◆ Data to process ◆
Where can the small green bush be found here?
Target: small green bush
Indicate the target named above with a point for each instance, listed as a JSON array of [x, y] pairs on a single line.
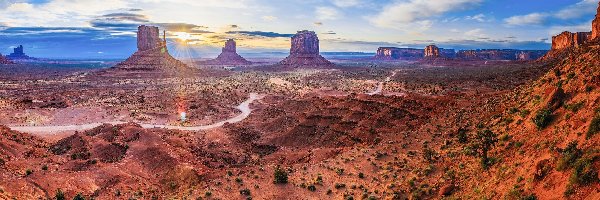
[[59, 195], [594, 127], [280, 176], [542, 118]]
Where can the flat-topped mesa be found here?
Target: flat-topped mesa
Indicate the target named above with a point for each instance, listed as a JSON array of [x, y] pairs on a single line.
[[228, 56], [393, 53], [18, 54], [152, 53], [304, 51], [149, 38], [4, 60], [432, 51], [567, 40], [596, 25]]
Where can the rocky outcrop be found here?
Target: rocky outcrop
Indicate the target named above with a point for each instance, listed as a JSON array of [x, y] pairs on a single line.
[[4, 60], [393, 53], [152, 53], [228, 56], [432, 51], [18, 54], [304, 51], [530, 55], [596, 25], [569, 40]]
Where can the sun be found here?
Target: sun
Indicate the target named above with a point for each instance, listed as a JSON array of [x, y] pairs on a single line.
[[183, 36]]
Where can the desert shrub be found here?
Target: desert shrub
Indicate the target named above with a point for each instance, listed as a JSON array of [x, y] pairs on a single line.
[[59, 195], [542, 118], [340, 185], [484, 141], [568, 156], [245, 192], [584, 172], [594, 127], [280, 176], [524, 113], [462, 136], [575, 106], [429, 154], [79, 196]]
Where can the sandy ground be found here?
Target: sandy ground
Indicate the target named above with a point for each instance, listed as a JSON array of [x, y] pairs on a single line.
[[244, 107]]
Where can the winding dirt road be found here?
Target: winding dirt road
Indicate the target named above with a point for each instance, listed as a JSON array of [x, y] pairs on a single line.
[[244, 107], [379, 87]]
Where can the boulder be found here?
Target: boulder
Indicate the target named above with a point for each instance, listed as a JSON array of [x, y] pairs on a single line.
[[304, 51]]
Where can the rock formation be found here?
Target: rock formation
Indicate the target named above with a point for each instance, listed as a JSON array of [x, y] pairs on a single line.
[[228, 56], [432, 51], [569, 40], [152, 53], [304, 51], [18, 54], [596, 25], [393, 53], [4, 60]]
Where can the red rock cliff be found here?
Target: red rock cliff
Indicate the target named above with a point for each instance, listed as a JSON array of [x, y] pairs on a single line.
[[304, 51], [432, 51], [148, 38], [596, 25]]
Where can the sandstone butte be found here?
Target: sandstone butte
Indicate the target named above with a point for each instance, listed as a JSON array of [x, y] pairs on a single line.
[[228, 56], [152, 52], [304, 51]]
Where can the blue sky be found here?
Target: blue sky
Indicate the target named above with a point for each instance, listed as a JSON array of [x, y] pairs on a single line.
[[106, 29]]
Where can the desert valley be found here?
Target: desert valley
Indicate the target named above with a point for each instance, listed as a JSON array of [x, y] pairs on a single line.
[[403, 123]]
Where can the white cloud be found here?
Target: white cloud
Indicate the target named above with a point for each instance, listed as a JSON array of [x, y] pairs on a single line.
[[347, 3], [327, 13], [269, 18], [404, 13], [527, 20], [583, 8], [478, 17]]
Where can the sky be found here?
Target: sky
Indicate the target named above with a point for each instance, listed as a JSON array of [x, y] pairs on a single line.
[[107, 28]]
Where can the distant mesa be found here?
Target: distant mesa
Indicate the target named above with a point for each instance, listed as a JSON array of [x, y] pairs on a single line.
[[18, 54], [152, 53], [566, 41], [393, 53], [304, 51], [228, 56], [432, 51], [4, 60]]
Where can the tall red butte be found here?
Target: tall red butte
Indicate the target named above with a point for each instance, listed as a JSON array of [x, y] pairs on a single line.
[[152, 53], [228, 56], [304, 51], [596, 25]]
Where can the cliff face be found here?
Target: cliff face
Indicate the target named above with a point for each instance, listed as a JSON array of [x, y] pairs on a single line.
[[228, 56], [596, 25], [4, 60], [148, 38], [304, 51], [152, 53], [392, 53], [432, 51]]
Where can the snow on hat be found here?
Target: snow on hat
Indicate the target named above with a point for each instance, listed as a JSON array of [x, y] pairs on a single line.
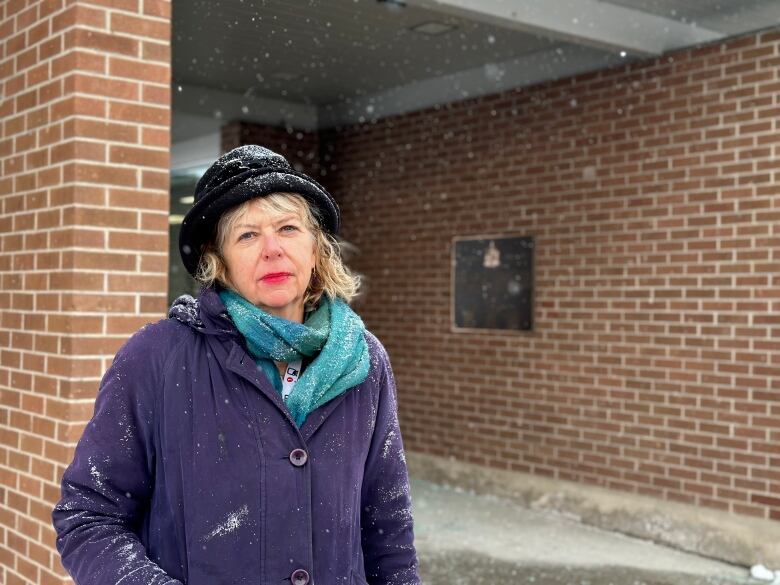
[[244, 173]]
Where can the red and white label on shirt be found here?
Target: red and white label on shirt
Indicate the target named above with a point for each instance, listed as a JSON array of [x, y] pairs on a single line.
[[290, 377]]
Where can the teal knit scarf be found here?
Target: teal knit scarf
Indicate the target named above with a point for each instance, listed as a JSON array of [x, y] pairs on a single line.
[[332, 335]]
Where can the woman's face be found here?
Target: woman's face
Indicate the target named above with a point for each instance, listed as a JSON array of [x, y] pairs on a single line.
[[269, 259]]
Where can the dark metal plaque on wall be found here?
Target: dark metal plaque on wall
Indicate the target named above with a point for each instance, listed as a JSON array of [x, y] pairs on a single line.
[[493, 283]]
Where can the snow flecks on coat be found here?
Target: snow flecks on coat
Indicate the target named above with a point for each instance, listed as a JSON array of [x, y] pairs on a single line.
[[388, 444], [98, 478], [232, 523], [205, 473]]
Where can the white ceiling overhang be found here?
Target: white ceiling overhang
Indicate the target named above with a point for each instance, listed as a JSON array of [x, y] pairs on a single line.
[[330, 63]]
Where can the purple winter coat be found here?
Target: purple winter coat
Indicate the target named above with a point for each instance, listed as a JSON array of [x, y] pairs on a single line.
[[192, 471]]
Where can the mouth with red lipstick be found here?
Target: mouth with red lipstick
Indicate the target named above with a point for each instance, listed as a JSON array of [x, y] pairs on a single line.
[[275, 277]]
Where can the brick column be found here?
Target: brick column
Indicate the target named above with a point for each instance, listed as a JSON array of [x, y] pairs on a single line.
[[85, 113]]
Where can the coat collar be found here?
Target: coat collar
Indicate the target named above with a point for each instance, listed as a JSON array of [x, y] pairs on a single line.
[[207, 315]]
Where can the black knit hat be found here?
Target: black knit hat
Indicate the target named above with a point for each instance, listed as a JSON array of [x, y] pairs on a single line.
[[244, 173]]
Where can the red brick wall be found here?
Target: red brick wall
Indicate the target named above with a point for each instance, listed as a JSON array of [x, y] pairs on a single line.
[[84, 153], [652, 192]]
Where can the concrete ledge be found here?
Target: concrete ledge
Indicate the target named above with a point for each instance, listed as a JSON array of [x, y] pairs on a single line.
[[736, 539]]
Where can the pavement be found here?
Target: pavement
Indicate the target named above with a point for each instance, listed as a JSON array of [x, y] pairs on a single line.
[[468, 539]]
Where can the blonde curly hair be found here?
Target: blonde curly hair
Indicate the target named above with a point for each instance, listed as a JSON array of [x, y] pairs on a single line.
[[331, 276]]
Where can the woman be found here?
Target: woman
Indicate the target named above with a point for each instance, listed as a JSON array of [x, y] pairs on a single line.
[[252, 437]]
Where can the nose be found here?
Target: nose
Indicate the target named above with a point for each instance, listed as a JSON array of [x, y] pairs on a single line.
[[271, 247]]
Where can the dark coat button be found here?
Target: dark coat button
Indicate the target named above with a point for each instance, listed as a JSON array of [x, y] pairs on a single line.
[[298, 457], [299, 577]]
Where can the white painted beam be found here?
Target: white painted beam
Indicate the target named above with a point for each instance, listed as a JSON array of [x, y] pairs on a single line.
[[591, 23], [225, 106], [489, 79]]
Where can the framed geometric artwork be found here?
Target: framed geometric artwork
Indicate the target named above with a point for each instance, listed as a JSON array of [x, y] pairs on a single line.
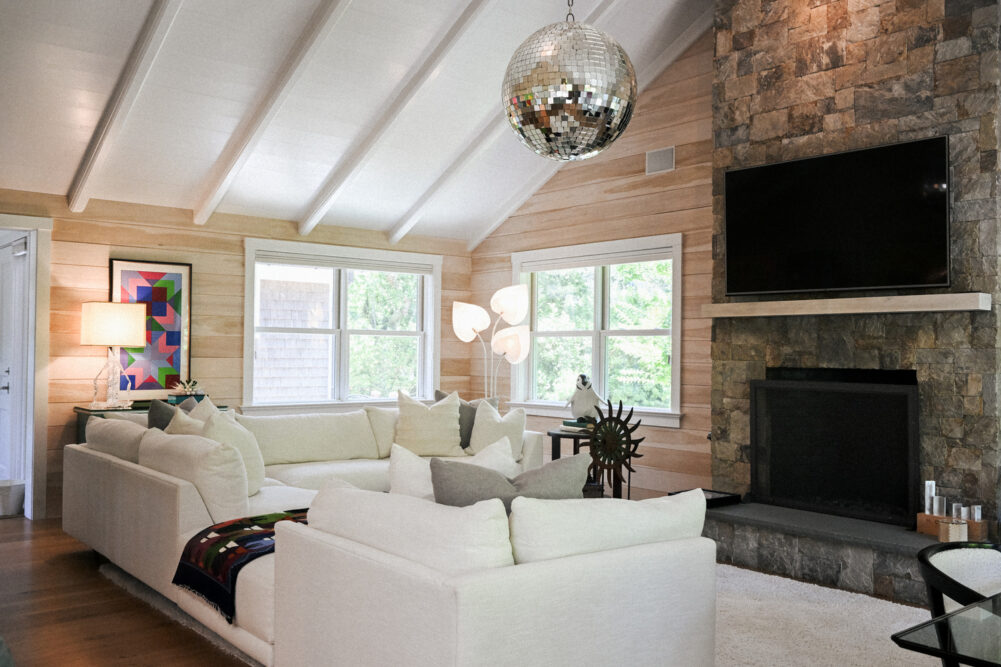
[[165, 288]]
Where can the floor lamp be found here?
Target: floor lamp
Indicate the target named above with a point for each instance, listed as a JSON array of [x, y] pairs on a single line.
[[112, 325], [512, 343]]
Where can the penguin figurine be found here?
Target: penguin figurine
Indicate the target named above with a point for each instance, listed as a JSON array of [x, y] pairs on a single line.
[[584, 403]]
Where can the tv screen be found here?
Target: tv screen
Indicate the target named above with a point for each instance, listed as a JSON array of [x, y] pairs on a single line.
[[873, 218]]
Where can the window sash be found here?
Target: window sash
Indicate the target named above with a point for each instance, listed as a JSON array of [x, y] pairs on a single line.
[[425, 332]]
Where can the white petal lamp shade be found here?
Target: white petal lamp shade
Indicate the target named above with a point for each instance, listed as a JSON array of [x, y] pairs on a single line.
[[513, 343], [467, 319], [512, 303], [113, 324]]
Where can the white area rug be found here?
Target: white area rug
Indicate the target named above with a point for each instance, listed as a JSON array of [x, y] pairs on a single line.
[[773, 621]]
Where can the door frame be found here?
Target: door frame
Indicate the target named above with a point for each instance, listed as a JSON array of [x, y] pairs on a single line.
[[39, 259]]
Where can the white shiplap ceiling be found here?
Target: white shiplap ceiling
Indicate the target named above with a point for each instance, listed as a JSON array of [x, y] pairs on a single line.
[[380, 114]]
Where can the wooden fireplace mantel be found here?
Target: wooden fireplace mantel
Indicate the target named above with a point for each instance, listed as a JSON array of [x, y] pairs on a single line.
[[971, 300]]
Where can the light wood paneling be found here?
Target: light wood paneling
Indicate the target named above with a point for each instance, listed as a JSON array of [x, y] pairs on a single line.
[[610, 197], [83, 243]]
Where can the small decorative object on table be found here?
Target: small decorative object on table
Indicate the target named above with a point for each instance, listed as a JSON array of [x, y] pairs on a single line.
[[613, 448]]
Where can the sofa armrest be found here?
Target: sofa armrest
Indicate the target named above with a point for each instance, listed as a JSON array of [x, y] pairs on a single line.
[[532, 450], [132, 515], [652, 604]]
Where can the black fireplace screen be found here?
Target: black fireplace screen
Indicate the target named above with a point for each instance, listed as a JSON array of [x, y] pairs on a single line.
[[838, 442]]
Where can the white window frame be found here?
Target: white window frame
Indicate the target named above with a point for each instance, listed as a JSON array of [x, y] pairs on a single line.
[[646, 248], [344, 257]]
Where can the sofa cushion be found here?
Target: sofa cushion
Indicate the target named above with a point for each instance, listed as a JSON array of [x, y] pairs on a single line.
[[371, 474], [546, 529], [383, 424], [160, 414], [221, 429], [489, 427], [142, 419], [182, 424], [458, 485], [429, 431], [279, 499], [215, 469], [466, 415], [449, 539], [115, 437], [411, 475], [287, 439]]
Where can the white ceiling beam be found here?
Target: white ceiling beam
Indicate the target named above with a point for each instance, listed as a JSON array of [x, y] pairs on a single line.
[[246, 137], [485, 135], [356, 156], [675, 49], [133, 76]]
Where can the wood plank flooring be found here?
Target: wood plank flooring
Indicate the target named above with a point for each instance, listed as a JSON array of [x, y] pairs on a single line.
[[56, 609]]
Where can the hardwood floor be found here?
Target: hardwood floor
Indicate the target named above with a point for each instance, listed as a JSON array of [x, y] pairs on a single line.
[[56, 609]]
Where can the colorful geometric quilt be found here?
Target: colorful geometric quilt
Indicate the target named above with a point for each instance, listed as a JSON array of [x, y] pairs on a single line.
[[214, 557], [158, 365]]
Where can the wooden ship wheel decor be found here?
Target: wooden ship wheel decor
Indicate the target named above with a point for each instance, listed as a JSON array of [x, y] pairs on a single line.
[[613, 447]]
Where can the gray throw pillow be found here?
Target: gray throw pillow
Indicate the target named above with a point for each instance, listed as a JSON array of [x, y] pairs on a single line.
[[459, 484], [160, 414], [187, 405], [466, 416]]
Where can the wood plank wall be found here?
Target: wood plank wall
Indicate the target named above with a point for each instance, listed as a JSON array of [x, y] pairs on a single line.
[[610, 197], [83, 243]]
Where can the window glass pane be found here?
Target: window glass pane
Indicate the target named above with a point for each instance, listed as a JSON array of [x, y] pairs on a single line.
[[380, 365], [565, 299], [294, 296], [382, 300], [639, 370], [291, 368], [640, 294], [558, 362]]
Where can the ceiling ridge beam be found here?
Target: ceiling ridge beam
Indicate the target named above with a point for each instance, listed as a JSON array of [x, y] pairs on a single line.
[[675, 49], [248, 134], [361, 150], [130, 82], [486, 133], [601, 12]]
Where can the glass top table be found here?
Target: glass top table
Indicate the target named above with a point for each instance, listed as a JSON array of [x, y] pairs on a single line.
[[968, 636]]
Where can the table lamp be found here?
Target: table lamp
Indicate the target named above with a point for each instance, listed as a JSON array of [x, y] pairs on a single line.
[[112, 325]]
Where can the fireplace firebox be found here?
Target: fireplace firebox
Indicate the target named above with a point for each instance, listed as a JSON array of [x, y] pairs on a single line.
[[837, 441]]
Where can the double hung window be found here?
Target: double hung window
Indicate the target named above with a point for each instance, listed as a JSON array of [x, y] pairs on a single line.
[[609, 310], [329, 324]]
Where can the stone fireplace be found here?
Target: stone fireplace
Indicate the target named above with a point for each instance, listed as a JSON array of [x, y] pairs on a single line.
[[798, 78]]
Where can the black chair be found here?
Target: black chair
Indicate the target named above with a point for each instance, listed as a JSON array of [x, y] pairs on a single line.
[[964, 572]]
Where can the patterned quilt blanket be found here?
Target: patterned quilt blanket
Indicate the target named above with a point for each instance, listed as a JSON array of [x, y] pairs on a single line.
[[213, 558]]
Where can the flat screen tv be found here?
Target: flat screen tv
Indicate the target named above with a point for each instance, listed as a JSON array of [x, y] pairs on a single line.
[[865, 219]]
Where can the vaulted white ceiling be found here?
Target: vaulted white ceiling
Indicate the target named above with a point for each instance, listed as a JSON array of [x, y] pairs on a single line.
[[380, 114]]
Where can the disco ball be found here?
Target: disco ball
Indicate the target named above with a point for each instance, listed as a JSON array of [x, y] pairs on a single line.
[[569, 91]]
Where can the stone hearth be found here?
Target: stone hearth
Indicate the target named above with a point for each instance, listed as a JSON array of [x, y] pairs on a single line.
[[801, 78]]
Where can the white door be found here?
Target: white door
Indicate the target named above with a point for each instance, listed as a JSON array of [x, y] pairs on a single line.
[[13, 359]]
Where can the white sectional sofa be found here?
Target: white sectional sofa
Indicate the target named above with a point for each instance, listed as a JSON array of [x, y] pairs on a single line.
[[137, 497]]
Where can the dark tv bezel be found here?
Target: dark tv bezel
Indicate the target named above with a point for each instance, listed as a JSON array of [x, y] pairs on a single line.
[[807, 290]]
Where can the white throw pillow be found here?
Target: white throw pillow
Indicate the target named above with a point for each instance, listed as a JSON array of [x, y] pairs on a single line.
[[118, 438], [383, 424], [452, 540], [546, 529], [429, 432], [223, 430], [215, 469], [203, 410], [320, 437], [410, 475], [182, 424], [489, 427]]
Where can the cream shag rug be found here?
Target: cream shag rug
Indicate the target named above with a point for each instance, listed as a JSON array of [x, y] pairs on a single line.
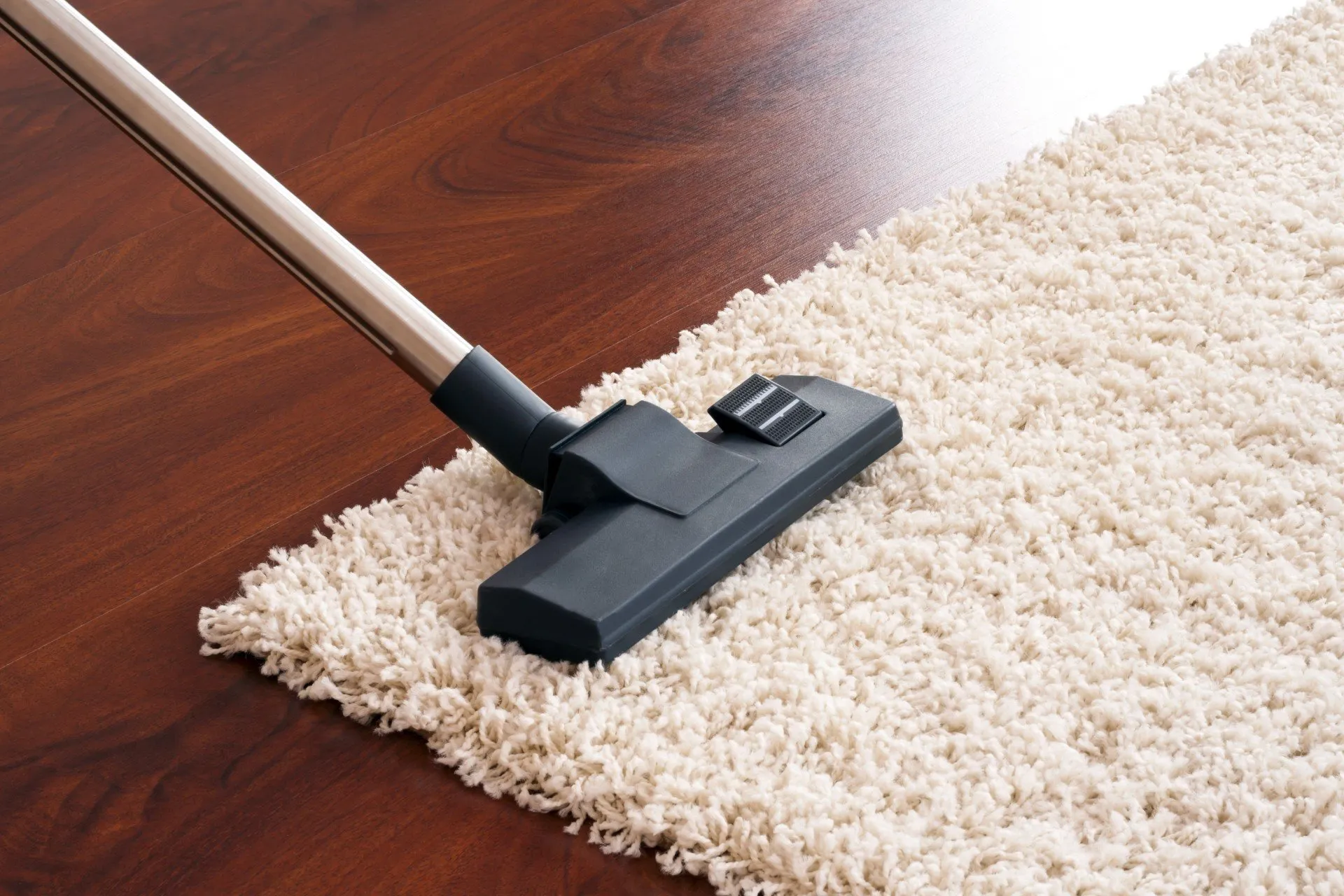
[[1081, 633]]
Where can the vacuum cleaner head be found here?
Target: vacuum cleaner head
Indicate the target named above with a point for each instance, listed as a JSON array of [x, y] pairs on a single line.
[[640, 514]]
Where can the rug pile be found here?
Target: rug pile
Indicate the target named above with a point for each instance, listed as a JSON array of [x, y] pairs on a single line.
[[1084, 631]]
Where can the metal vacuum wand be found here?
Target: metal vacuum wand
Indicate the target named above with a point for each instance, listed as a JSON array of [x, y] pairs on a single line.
[[324, 261]]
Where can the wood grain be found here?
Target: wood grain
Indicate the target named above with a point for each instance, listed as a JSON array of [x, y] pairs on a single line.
[[569, 186], [286, 81]]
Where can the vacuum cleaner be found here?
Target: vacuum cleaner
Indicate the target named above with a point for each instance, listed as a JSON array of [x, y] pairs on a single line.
[[638, 514]]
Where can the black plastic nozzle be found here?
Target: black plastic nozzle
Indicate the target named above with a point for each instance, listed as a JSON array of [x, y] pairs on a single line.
[[500, 413]]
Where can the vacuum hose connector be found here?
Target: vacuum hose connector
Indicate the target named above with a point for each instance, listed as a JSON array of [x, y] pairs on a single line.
[[502, 414]]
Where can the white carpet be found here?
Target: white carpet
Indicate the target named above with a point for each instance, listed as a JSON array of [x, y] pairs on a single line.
[[1081, 633]]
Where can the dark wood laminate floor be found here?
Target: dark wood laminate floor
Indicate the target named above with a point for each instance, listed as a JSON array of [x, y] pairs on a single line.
[[569, 184]]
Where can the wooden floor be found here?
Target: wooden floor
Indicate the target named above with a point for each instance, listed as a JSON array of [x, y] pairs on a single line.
[[569, 184]]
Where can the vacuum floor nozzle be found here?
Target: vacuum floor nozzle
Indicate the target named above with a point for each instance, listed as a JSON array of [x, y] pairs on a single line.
[[640, 514]]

◆ What to produce ◆
Render the lines above as a numbered list, starting at the line that contains "Where can the winding" and ending at the line that contains "51], [4, 60]]", with blank lines left out.

◆ Full response ◆
1. Where can the winding dirt road be found here?
2. Target: winding dirt road
3. Indicate the target named above with a point for each instance, listed as a JSON array of [x, y] pairs on a single line.
4. [[244, 107], [379, 87]]
5. Where can the boulder be found here?
6. Target: boulder
7. Indicate the target named above with a point for each instance, listed as a JSON array of [x, y] pairs on a single line.
8. [[304, 51]]
9. Where can the rock formation be found here?
10. Target: rock formation
11. Indicate the target named above with a point for each instance, listed as a JSON array of [x, y] pairs on a single line.
12. [[228, 56], [432, 51], [569, 40], [152, 53], [304, 51], [18, 54], [596, 25], [393, 53], [4, 60]]
13. Where can the red rock cliff be found here?
14. Target: red rock cliff
15. Indicate the target named above with a point for each instance, listed as a JSON array of [x, y] pairs on a single line.
16. [[304, 51], [432, 51], [148, 38], [596, 25]]
17. Where can the sandstone butte be found here?
18. Target: sandstone butte
19. Indicate the target named above with a point for each instance, listed as a JSON array of [x, y] pairs on a single line.
20. [[228, 56], [152, 52], [304, 51]]
21. Where can the blue sky be found here?
22. Target: blue sky
23. Indicate the target named above with a point for each instance, listed as a JSON array of [x, y] pairs on a single line.
24. [[106, 29]]
25. Where can the desert valley be found here?
26. Target: desert valley
27. Indicate the target named above with a point for each instance, listed as a JSON array of [x, y] pairs on a single line.
28. [[403, 123]]
29. Where can the white cloud be found here?
30. Target: white cloud
31. Indicate the target named above with a point for each instance, listed as a JSON array of [x, y] pairs on a single line.
32. [[347, 3], [327, 13], [269, 18], [404, 13], [527, 20], [583, 8], [478, 17]]
33. Where can the sky be found here?
34. Target: sky
35. Indicate the target named above with a point for each instance, listed as a JSON array of [x, y] pairs on a single line.
36. [[107, 28]]
37. Where can the distant mesa be found here?
38. Target: distant mesa
39. Indicate the target named above with a point for each instance, listed as a JSON array of [x, y] pairs on a single line.
40. [[18, 54], [152, 53], [566, 41], [393, 53], [304, 51], [228, 56], [432, 51], [4, 60]]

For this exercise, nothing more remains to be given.